--- Problem requirements ---
Output only the lines below that start at the line containing "point(429, 202)" and end at the line containing "point(415, 373)", with both ends kept.

--- Entries supplied ---

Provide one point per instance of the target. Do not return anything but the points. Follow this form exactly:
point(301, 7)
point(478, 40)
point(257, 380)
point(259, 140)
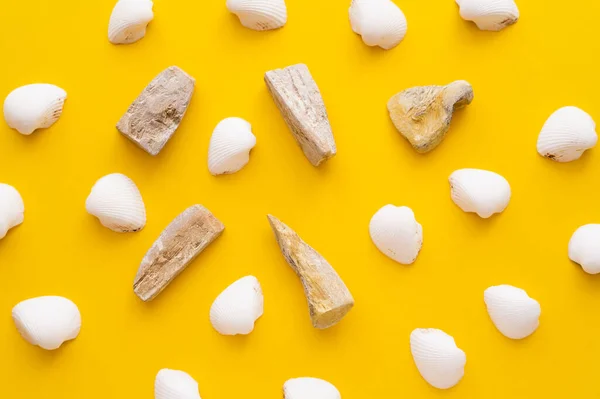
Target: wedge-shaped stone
point(328, 297)
point(299, 100)
point(154, 116)
point(178, 245)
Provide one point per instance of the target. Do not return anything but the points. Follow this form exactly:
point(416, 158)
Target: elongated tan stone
point(178, 245)
point(154, 116)
point(328, 297)
point(299, 100)
point(423, 114)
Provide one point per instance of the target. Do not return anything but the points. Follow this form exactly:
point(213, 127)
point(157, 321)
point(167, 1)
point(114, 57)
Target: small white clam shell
point(129, 20)
point(34, 106)
point(237, 308)
point(491, 15)
point(440, 362)
point(512, 311)
point(11, 208)
point(175, 384)
point(567, 133)
point(379, 22)
point(259, 14)
point(309, 388)
point(47, 321)
point(395, 232)
point(584, 248)
point(479, 191)
point(230, 145)
point(116, 201)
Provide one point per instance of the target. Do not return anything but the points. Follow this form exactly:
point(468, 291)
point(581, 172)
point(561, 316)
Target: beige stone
point(178, 245)
point(154, 116)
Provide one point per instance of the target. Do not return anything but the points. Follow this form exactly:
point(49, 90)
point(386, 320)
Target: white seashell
point(237, 308)
point(259, 14)
point(230, 146)
point(309, 388)
point(512, 311)
point(34, 106)
point(117, 202)
point(395, 232)
point(584, 248)
point(47, 321)
point(11, 208)
point(440, 362)
point(128, 21)
point(479, 191)
point(567, 133)
point(175, 384)
point(379, 22)
point(491, 15)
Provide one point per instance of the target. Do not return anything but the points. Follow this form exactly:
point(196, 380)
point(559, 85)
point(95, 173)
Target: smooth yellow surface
point(520, 76)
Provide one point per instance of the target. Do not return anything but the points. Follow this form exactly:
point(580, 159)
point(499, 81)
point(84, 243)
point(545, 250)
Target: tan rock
point(154, 116)
point(423, 114)
point(299, 100)
point(178, 245)
point(328, 297)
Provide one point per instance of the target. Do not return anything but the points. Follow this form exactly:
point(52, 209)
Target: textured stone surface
point(154, 116)
point(423, 114)
point(328, 297)
point(299, 100)
point(178, 245)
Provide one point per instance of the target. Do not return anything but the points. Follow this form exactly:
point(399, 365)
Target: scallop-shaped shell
point(309, 388)
point(379, 22)
point(116, 201)
point(512, 311)
point(584, 248)
point(567, 133)
point(128, 21)
point(230, 146)
point(34, 106)
point(491, 15)
point(47, 321)
point(236, 309)
point(259, 14)
point(395, 232)
point(11, 208)
point(479, 191)
point(175, 384)
point(440, 362)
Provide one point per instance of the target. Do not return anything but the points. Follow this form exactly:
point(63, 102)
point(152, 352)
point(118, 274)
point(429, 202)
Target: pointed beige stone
point(154, 116)
point(328, 297)
point(423, 114)
point(299, 100)
point(178, 245)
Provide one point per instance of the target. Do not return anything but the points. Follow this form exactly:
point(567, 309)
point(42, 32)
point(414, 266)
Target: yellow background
point(520, 76)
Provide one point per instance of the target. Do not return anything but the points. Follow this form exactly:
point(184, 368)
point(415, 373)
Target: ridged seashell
point(567, 133)
point(230, 146)
point(237, 308)
point(512, 311)
point(128, 21)
point(395, 232)
point(584, 248)
point(11, 208)
point(491, 15)
point(47, 321)
point(440, 362)
point(479, 191)
point(116, 201)
point(259, 14)
point(309, 388)
point(175, 384)
point(34, 106)
point(379, 22)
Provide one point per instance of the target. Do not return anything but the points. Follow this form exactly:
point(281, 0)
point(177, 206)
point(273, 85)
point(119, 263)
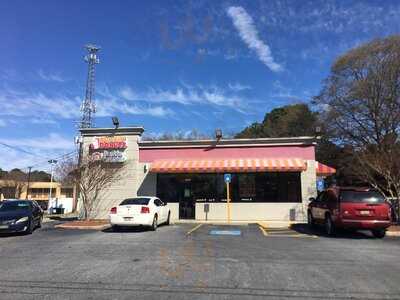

--- Response area ---
point(429, 202)
Target: pointed beige stone
point(154, 116)
point(328, 297)
point(423, 114)
point(299, 100)
point(178, 245)
Provide one point per instance of the target. Do not return anything but the points. Follow this form exactly:
point(567, 309)
point(42, 32)
point(414, 266)
Target: yellow background
point(520, 76)
Provide one point per instance of the target. Do not return anything but the points. Follow this form exactly:
point(184, 368)
point(415, 373)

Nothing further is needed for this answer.